======== Task input ========

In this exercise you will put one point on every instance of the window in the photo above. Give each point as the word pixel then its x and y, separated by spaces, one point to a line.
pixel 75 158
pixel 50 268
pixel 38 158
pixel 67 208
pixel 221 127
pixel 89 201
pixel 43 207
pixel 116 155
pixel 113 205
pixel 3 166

========

Exercise description:
Output the records above in full, with nothing altered.

Solved exercise:
In this exercise you will put one point on every instance of the window in the photo above. Give each point as the word pixel then its x and y, separated by spaces, one point to a line.
pixel 75 158
pixel 50 268
pixel 38 158
pixel 67 208
pixel 221 127
pixel 89 201
pixel 43 207
pixel 116 155
pixel 113 205
pixel 3 166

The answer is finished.